#### DATA PROVIDED:

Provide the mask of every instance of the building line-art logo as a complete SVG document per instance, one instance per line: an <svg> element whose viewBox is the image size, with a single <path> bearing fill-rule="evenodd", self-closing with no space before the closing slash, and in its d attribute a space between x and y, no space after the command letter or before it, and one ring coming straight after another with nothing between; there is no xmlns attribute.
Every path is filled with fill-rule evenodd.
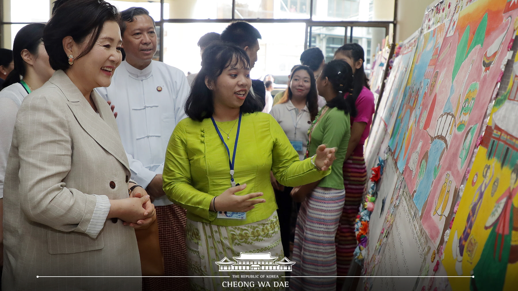
<svg viewBox="0 0 518 291"><path fill-rule="evenodd" d="M241 253L238 257L233 257L234 261L225 257L216 264L220 271L285 271L291 272L295 264L284 257L275 261L279 257L272 257L270 253Z"/></svg>

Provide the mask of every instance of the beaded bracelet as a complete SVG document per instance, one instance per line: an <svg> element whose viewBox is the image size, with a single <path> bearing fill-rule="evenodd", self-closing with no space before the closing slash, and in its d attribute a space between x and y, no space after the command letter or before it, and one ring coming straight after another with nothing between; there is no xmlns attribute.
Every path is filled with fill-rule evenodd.
<svg viewBox="0 0 518 291"><path fill-rule="evenodd" d="M131 195L131 192L133 191L133 189L135 189L137 187L142 187L142 186L140 186L140 185L138 184L134 185L132 186L131 188L128 189L128 195Z"/></svg>
<svg viewBox="0 0 518 291"><path fill-rule="evenodd" d="M315 166L315 169L316 169L319 171L322 171L322 169L317 167L316 164L315 164L315 157L316 156L316 154L313 155L313 156L311 157L311 158L310 158L310 160L311 161L311 164L312 164L313 165Z"/></svg>

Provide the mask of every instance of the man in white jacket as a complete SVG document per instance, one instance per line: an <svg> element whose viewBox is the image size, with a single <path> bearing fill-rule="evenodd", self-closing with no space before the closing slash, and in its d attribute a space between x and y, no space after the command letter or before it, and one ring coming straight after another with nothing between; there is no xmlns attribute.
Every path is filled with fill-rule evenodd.
<svg viewBox="0 0 518 291"><path fill-rule="evenodd" d="M162 190L167 143L184 109L190 88L183 72L156 61L157 36L149 12L132 7L121 12L122 48L126 59L108 88L96 90L111 101L126 150L132 179L154 199L165 274L186 275L185 211L172 204ZM144 278L144 289L187 289L183 278ZM171 289L172 288L173 289Z"/></svg>

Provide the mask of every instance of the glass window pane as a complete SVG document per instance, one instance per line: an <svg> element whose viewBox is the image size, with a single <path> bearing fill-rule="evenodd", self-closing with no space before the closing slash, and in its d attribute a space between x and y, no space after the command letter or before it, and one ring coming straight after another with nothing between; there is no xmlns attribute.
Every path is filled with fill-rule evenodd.
<svg viewBox="0 0 518 291"><path fill-rule="evenodd" d="M236 0L237 19L309 18L310 0Z"/></svg>
<svg viewBox="0 0 518 291"><path fill-rule="evenodd" d="M48 0L4 0L4 7L9 4L11 14L4 14L6 22L47 22L50 17L50 3Z"/></svg>
<svg viewBox="0 0 518 291"><path fill-rule="evenodd" d="M344 26L312 26L311 47L320 48L325 62L333 60L335 51L345 43Z"/></svg>
<svg viewBox="0 0 518 291"><path fill-rule="evenodd" d="M4 24L4 47L10 50L12 49L12 45L15 42L15 37L22 27L27 24Z"/></svg>
<svg viewBox="0 0 518 291"><path fill-rule="evenodd" d="M394 0L313 0L313 20L392 21L394 18Z"/></svg>
<svg viewBox="0 0 518 291"><path fill-rule="evenodd" d="M292 67L300 64L300 54L304 51L306 24L252 23L261 33L257 61L250 71L253 79L273 75L276 84L282 84ZM280 34L279 32L282 32ZM278 76L278 77L276 77Z"/></svg>
<svg viewBox="0 0 518 291"><path fill-rule="evenodd" d="M164 62L187 72L201 68L198 40L207 33L221 33L228 23L164 23Z"/></svg>
<svg viewBox="0 0 518 291"><path fill-rule="evenodd" d="M221 33L228 23L164 23L164 62L183 71L199 70L202 59L197 43L208 32ZM252 23L261 33L257 61L250 72L252 78L267 74L287 76L295 65L300 64L304 50L306 24L295 23ZM286 32L279 35L278 32ZM286 49L289 48L289 49ZM277 81L276 81L276 83Z"/></svg>
<svg viewBox="0 0 518 291"><path fill-rule="evenodd" d="M376 47L381 47L381 43L385 38L384 27L366 27L354 26L353 28L353 42L359 44L365 52L365 62L364 67L368 74L374 60L373 54L377 51Z"/></svg>
<svg viewBox="0 0 518 291"><path fill-rule="evenodd" d="M149 11L149 16L155 21L160 21L160 0L132 0L132 1L119 1L118 0L106 0L115 7L119 11L125 10L131 7L142 7ZM164 11L164 17L165 11Z"/></svg>
<svg viewBox="0 0 518 291"><path fill-rule="evenodd" d="M260 2L261 0L256 2ZM164 19L229 19L232 18L232 0L164 1Z"/></svg>

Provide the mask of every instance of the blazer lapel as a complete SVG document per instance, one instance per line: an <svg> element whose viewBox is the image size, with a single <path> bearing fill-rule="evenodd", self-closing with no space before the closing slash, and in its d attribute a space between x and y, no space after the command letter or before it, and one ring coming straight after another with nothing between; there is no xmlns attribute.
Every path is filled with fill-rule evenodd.
<svg viewBox="0 0 518 291"><path fill-rule="evenodd" d="M65 95L68 100L67 103L68 107L83 129L129 171L127 157L119 135L115 119L108 104L97 93L92 92L92 98L99 112L98 115L64 72L56 72L49 81L60 88Z"/></svg>

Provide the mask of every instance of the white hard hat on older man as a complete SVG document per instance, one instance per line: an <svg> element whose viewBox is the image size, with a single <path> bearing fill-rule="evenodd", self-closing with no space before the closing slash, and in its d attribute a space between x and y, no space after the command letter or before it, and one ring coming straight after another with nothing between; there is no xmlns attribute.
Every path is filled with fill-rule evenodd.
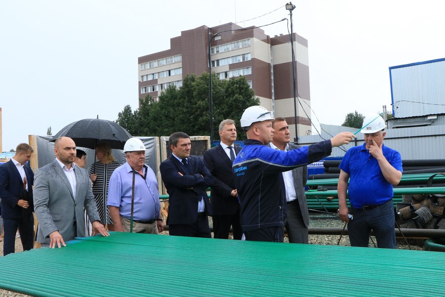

#### DESCRIPTION OF THE TASK:
Reproduce every line of the listing above without changes, and leave the pictures out of your copy.

#### WRITTEN SOLUTION:
Provide the mask of every instance of the building line-art logo as a complete SVG document per instance, one instance per line: an <svg> element whose viewBox is the image size, with a single <path> bearing fill-rule="evenodd", self-closing with no space before the closing slash, and in its d attribute a space between x and y, no space after the command letter or before it, and one ring coming straight after another with nothing between; there is no xmlns attribute.
Every path is filled with fill-rule evenodd.
<svg viewBox="0 0 518 291"><path fill-rule="evenodd" d="M241 253L238 257L233 257L234 261L225 257L216 264L220 271L285 271L291 272L295 264L284 257L275 261L279 257L272 257L270 253Z"/></svg>

Provide the mask of every instance of the beaded bracelet as a complete SVG document per instance, one instance per line: an <svg> element whose viewBox is the image size, with a single <path> bearing fill-rule="evenodd", self-closing with no space before the closing slash, and in its d attribute a space between x and y, no space after the command letter or before it, and one ring coming straight after another with nothing between; there is no xmlns attribute.
Every path is filled with fill-rule evenodd.
<svg viewBox="0 0 518 291"><path fill-rule="evenodd" d="M131 195L131 192L133 191L133 189L135 189L137 187L142 187L142 186L140 186L140 185L138 184L134 185L132 186L131 188L128 189L128 195Z"/></svg>
<svg viewBox="0 0 518 291"><path fill-rule="evenodd" d="M315 166L315 169L316 169L319 171L322 171L322 169L317 167L316 164L315 164L315 157L316 156L316 154L313 155L313 156L311 157L311 158L310 158L310 160L311 161L311 164L312 164L313 165Z"/></svg>

Provide the mask of every instance of the man in white jacket as a complete SVG document per instance, one instance per line: an <svg> element whose viewBox is the image size, with a single <path> bearing fill-rule="evenodd", self-closing with no space before the closing slash, and in its d attribute a space between x and y, no space after the command letter or before it, and one ring coming straight after another with nothing between; there is no xmlns attribute.
Every path is filled with fill-rule evenodd.
<svg viewBox="0 0 518 291"><path fill-rule="evenodd" d="M162 190L167 143L184 109L190 88L183 72L156 61L157 36L149 12L132 7L121 12L122 48L126 59L108 88L96 90L111 101L126 150L132 179L154 199L165 274L186 275L185 211L172 204ZM144 278L144 289L187 289L183 278ZM171 289L172 288L173 289Z"/></svg>

Provide the mask of every instance of the glass window pane as a complete SVG document per instance, one instance per line: an <svg> element whose viewBox is the image size, with a single <path> bearing fill-rule="evenodd", self-closing with no space before the closing slash, and in its d attribute a space between x and y, no space after the command letter or before it, and one ring coming straight after another with nothing between; there is no xmlns attribute.
Every path is filled with fill-rule evenodd.
<svg viewBox="0 0 518 291"><path fill-rule="evenodd" d="M236 0L237 19L309 18L310 0Z"/></svg>
<svg viewBox="0 0 518 291"><path fill-rule="evenodd" d="M48 0L4 0L4 7L9 4L11 14L4 14L6 22L47 22L50 17L50 3Z"/></svg>
<svg viewBox="0 0 518 291"><path fill-rule="evenodd" d="M344 26L312 26L311 47L320 48L325 62L333 60L335 51L345 43Z"/></svg>
<svg viewBox="0 0 518 291"><path fill-rule="evenodd" d="M4 24L4 47L10 50L12 49L12 45L15 42L15 37L22 27L27 24Z"/></svg>
<svg viewBox="0 0 518 291"><path fill-rule="evenodd" d="M394 0L313 0L313 20L392 21L394 18Z"/></svg>
<svg viewBox="0 0 518 291"><path fill-rule="evenodd" d="M292 67L300 64L300 54L304 51L306 24L252 23L261 33L257 61L250 71L253 79L273 75L276 84L282 84ZM280 34L279 32L282 32ZM278 76L278 77L276 77Z"/></svg>
<svg viewBox="0 0 518 291"><path fill-rule="evenodd" d="M164 62L187 72L201 68L198 40L207 33L221 33L228 23L164 23Z"/></svg>
<svg viewBox="0 0 518 291"><path fill-rule="evenodd" d="M221 33L228 23L164 23L164 62L183 71L199 70L202 59L197 43L208 32ZM252 23L261 33L257 61L250 72L252 78L267 74L287 76L295 65L300 64L304 50L306 24L295 23ZM286 32L279 35L278 32ZM286 49L289 48L289 49ZM277 81L276 81L276 83Z"/></svg>
<svg viewBox="0 0 518 291"><path fill-rule="evenodd" d="M376 47L381 47L381 43L385 38L384 27L366 27L354 26L353 28L353 42L359 44L365 52L365 62L364 67L368 74L374 60L373 54L377 51Z"/></svg>
<svg viewBox="0 0 518 291"><path fill-rule="evenodd" d="M149 11L149 16L155 21L160 21L160 0L132 0L132 1L119 1L118 0L106 0L115 7L119 11L125 10L131 7L142 7ZM164 11L164 17L165 11Z"/></svg>
<svg viewBox="0 0 518 291"><path fill-rule="evenodd" d="M260 2L261 0L256 2ZM164 19L229 19L232 18L232 0L164 1Z"/></svg>

Provide the mask of every instance of the blazer lapel as a complete SVG document per instance, one instance per line: an <svg> element whose viewBox is the image size, with a single <path> bearing fill-rule="evenodd", self-closing with no space before the closing slash, and in its d attribute a space between x and y, no space after the command letter or before it, and one ring coming straight after another with nothing between; there is no xmlns attribute.
Every path is filled with fill-rule evenodd.
<svg viewBox="0 0 518 291"><path fill-rule="evenodd" d="M65 95L68 100L67 103L68 107L83 129L129 171L127 157L119 135L115 119L108 104L97 93L92 92L92 98L99 112L98 115L64 72L56 72L49 81L60 88Z"/></svg>

Provide the mask of every instance of the white hard hat on older man as a complete SVG document per instance, one instance per line: an <svg> element whose viewBox is the image size, with a single <path> bearing fill-rule="evenodd", self-closing with no space before the closing slash, and in its d attribute a space between x and y, no space after the command letter or before it, and one ring coming straight after another with nothing between; there is no xmlns attribute.
Every path is filled with fill-rule evenodd.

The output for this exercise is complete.